> **Problem requirements**
Taking the records below, count the lines in which "black" appears and supply only the count.

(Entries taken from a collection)

---

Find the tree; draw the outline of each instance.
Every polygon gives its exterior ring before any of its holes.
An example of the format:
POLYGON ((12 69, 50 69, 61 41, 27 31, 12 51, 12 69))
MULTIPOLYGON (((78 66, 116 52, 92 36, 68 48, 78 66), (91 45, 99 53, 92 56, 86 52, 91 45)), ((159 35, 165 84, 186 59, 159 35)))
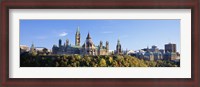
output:
POLYGON ((30 52, 29 54, 30 54, 29 56, 36 56, 37 52, 33 51, 33 52, 30 52))
POLYGON ((100 66, 100 67, 106 67, 106 66, 107 66, 106 60, 102 58, 102 59, 100 60, 100 62, 99 62, 99 66, 100 66))
POLYGON ((109 57, 109 64, 112 64, 112 62, 113 62, 113 58, 112 57, 109 57))
POLYGON ((148 61, 130 55, 34 55, 20 54, 22 67, 178 67, 179 63, 166 60, 148 61))
POLYGON ((114 60, 114 61, 112 62, 112 66, 113 66, 113 67, 119 67, 119 64, 117 63, 116 60, 114 60))
POLYGON ((81 56, 78 55, 78 54, 74 55, 74 57, 75 57, 76 60, 80 60, 81 59, 81 56))
POLYGON ((58 67, 60 64, 58 62, 56 62, 56 67, 58 67))

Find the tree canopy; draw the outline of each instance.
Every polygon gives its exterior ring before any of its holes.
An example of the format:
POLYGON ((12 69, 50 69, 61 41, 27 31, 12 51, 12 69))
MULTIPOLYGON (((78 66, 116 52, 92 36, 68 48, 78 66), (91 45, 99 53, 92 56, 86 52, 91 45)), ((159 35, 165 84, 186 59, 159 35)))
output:
POLYGON ((32 55, 21 54, 21 67, 178 67, 172 61, 147 61, 130 55, 32 55))

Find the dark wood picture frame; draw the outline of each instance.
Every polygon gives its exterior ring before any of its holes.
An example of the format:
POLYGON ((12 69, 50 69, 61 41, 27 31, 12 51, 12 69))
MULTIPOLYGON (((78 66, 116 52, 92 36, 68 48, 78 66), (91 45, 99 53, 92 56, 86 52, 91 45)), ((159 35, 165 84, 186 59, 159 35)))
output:
POLYGON ((1 2, 1 86, 142 86, 200 87, 199 79, 199 0, 50 0, 1 2), (11 79, 9 72, 9 9, 191 9, 192 10, 192 78, 191 79, 11 79))

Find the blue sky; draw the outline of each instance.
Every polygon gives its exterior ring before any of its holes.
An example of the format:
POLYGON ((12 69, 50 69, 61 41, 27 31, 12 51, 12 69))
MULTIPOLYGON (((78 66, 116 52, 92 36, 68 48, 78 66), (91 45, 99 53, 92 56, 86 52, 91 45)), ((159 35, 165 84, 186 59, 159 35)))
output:
POLYGON ((169 42, 177 44, 180 52, 180 20, 20 20, 20 45, 51 49, 58 40, 69 39, 75 44, 75 33, 80 27, 81 45, 89 32, 94 44, 109 41, 115 50, 117 39, 122 49, 138 50, 152 45, 164 49, 169 42))

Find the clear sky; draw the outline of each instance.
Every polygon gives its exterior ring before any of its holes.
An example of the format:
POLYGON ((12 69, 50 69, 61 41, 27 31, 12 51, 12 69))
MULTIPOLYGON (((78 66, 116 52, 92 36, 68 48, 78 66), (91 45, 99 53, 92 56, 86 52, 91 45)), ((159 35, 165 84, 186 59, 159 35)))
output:
POLYGON ((58 40, 64 44, 69 39, 75 44, 75 33, 80 27, 81 45, 90 33, 94 44, 100 40, 115 50, 117 39, 123 50, 139 50, 152 45, 164 49, 169 42, 177 45, 180 52, 180 20, 20 20, 20 45, 52 49, 58 40))

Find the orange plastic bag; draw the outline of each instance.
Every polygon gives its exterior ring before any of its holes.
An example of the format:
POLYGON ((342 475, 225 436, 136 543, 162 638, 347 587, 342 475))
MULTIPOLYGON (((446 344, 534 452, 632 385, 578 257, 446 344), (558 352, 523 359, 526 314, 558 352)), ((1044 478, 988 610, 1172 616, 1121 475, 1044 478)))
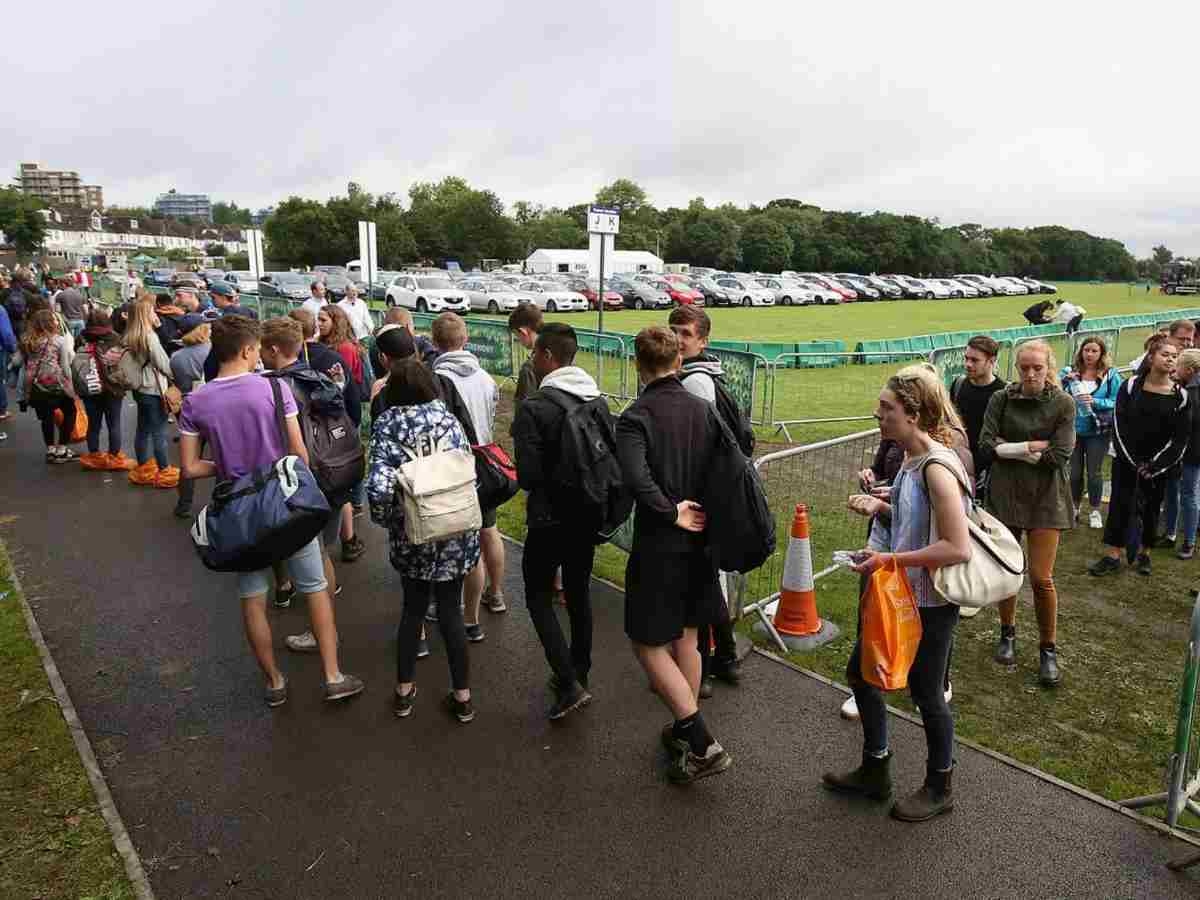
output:
POLYGON ((904 568, 894 556, 876 569, 862 598, 860 668, 868 684, 885 691, 908 687, 908 670, 921 643, 921 614, 904 568))
MULTIPOLYGON (((61 409, 54 411, 54 424, 61 428, 63 414, 61 409)), ((87 412, 83 408, 83 404, 79 398, 75 398, 75 427, 71 429, 71 443, 78 444, 80 441, 87 440, 88 417, 87 412)))

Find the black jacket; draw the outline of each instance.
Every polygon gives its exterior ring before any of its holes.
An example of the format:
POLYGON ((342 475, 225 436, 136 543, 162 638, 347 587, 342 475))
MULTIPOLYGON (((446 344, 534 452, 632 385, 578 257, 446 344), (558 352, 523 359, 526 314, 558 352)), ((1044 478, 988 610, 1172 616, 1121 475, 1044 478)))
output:
POLYGON ((1187 450, 1183 454, 1185 466, 1200 466, 1200 376, 1193 378, 1187 384, 1188 409, 1191 410, 1192 432, 1188 438, 1187 450))
POLYGON ((1141 402, 1144 393, 1140 375, 1121 383, 1113 416, 1113 447, 1134 468, 1145 466, 1151 478, 1176 474, 1173 470, 1183 460, 1192 433, 1190 391, 1176 387, 1173 394, 1165 395, 1174 397, 1174 415, 1169 420, 1146 413, 1141 402))
POLYGON ((529 492, 525 520, 530 528, 569 525, 576 502, 570 491, 554 482, 562 454, 566 411, 536 391, 525 398, 512 423, 517 482, 529 492))
POLYGON ((721 434, 716 408, 684 389, 675 375, 646 386, 617 420, 617 457, 625 486, 637 501, 636 553, 703 551, 704 534, 675 525, 675 505, 700 502, 721 434))

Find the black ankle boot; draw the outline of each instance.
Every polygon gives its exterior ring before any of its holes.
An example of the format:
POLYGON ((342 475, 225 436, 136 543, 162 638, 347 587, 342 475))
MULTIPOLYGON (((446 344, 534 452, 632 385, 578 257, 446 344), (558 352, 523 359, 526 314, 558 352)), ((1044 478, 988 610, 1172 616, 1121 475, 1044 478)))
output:
POLYGON ((1017 664, 1017 626, 1000 626, 1000 643, 996 645, 996 653, 992 659, 1002 666, 1017 664))
POLYGON ((871 756, 863 753, 862 765, 853 772, 826 772, 821 781, 827 788, 845 794, 859 794, 883 802, 892 797, 892 754, 871 756))
POLYGON ((1058 671, 1058 648, 1054 644, 1042 644, 1041 666, 1038 668, 1038 681, 1044 687, 1054 687, 1062 681, 1062 673, 1058 671))
POLYGON ((892 816, 901 822, 924 822, 954 809, 954 789, 950 772, 938 772, 926 767, 925 783, 916 793, 897 800, 892 816))

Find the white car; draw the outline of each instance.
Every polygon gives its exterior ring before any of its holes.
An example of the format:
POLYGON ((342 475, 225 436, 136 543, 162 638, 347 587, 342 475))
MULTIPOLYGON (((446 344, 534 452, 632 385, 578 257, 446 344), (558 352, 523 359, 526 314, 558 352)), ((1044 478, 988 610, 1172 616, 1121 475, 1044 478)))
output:
POLYGON ((969 284, 978 289, 979 296, 981 297, 990 297, 993 294, 1004 293, 998 287, 996 287, 996 285, 992 284, 989 279, 984 278, 982 275, 955 275, 954 278, 956 281, 961 281, 964 284, 969 284))
POLYGON ((913 278, 911 275, 896 275, 896 281, 900 282, 909 290, 919 294, 926 300, 949 300, 950 289, 942 284, 936 284, 933 280, 924 280, 921 278, 913 278))
POLYGON ((811 285, 795 278, 776 278, 774 275, 764 275, 755 280, 775 295, 776 306, 813 306, 819 305, 821 302, 811 285))
POLYGON ((1009 294, 1014 297, 1019 297, 1024 294, 1028 294, 1030 292, 1029 285, 1027 285, 1025 282, 1023 282, 1020 278, 1013 278, 1011 276, 1005 275, 996 280, 1002 281, 1002 282, 1004 282, 1005 285, 1012 288, 1012 290, 1009 291, 1009 294))
POLYGON ((432 275, 397 275, 387 288, 387 305, 417 312, 451 312, 466 315, 466 292, 449 278, 432 275))
POLYGON ((256 279, 249 272, 226 272, 225 280, 237 288, 238 293, 258 293, 258 279, 256 279))
POLYGON ((956 297, 975 298, 982 296, 983 293, 969 281, 961 281, 958 278, 939 278, 938 280, 950 288, 956 297))
POLYGON ((522 294, 529 294, 538 309, 543 312, 587 312, 587 297, 577 291, 568 291, 548 281, 526 281, 521 285, 522 294))
POLYGON ((808 275, 797 275, 796 281, 812 291, 821 306, 837 306, 839 303, 845 302, 845 297, 815 278, 808 275))
POLYGON ((468 278, 459 283, 459 288, 467 294, 467 304, 471 309, 487 310, 493 315, 500 312, 512 312, 522 303, 533 303, 533 296, 528 292, 519 291, 513 285, 503 281, 468 278))
POLYGON ((775 294, 753 278, 725 275, 717 279, 717 287, 729 296, 731 306, 774 306, 775 294))

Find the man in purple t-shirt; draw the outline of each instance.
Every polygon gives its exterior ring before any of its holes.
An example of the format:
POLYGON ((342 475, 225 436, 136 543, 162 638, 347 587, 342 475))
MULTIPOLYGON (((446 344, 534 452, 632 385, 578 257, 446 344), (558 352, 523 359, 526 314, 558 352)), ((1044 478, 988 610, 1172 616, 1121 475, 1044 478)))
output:
MULTIPOLYGON (((296 399, 283 388, 286 441, 275 418, 271 384, 254 374, 258 365, 258 322, 243 316, 226 316, 212 323, 212 352, 220 368, 215 380, 188 394, 179 416, 180 468, 184 478, 237 478, 269 466, 291 454, 306 463, 308 452, 296 418, 296 399), (212 460, 200 458, 201 440, 212 448, 212 460), (285 446, 286 444, 286 446, 285 446)), ((308 614, 325 669, 325 699, 342 700, 362 693, 363 683, 343 674, 338 666, 337 625, 329 596, 318 538, 313 538, 287 560, 296 590, 308 597, 308 614)), ((287 702, 287 679, 275 664, 271 624, 267 621, 270 569, 238 573, 238 596, 246 639, 267 677, 268 706, 287 702)))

---

> **Solution**
2